» **Work required**
Reproduce every line of the entries below, including the requests. Multiply each x and y pin coordinate in the answers by 1.55, round to the nearest whole number with halves rounding up, and leave the pictures out.

» **Records shown**
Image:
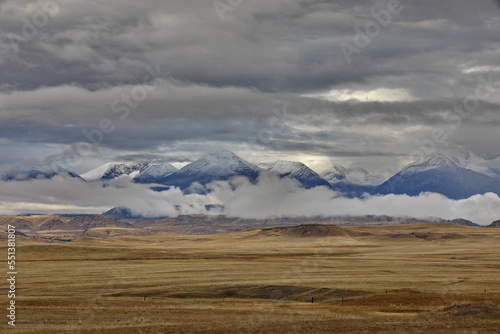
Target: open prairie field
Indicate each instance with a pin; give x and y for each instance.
(422, 278)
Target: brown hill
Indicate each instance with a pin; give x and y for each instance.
(495, 224)
(309, 230)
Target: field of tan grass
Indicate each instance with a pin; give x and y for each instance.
(424, 278)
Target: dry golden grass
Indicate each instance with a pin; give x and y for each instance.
(427, 278)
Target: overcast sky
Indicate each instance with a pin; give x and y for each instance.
(281, 79)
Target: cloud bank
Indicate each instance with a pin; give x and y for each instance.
(269, 196)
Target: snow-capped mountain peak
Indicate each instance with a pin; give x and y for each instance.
(298, 171)
(155, 171)
(113, 170)
(220, 165)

» **Problem solution**
Image:
Target: open prairie field
Indicate each instance with a pin; give x and y for each instance.
(654, 431)
Target: brown hill
Indicate each instance with a pin; give x and y for each instance.
(767, 347)
(479, 357)
Target: field of tan grass
Indicate each instance with a pin; give x and y for each instance.
(657, 431)
Target: dry golden grass
Indicate each instance with a pin; give x and y for each instance.
(662, 431)
Target: overcast sky
Indicate each instance with a pin; give x and y for each instance.
(436, 122)
Target: cloud bank
Indicate each instance with a pin; give x and y for each instance.
(417, 304)
Target: snow-capped mountain peak
Indicate each instance with a pin; give x and y for each instance.
(462, 265)
(240, 265)
(175, 264)
(341, 256)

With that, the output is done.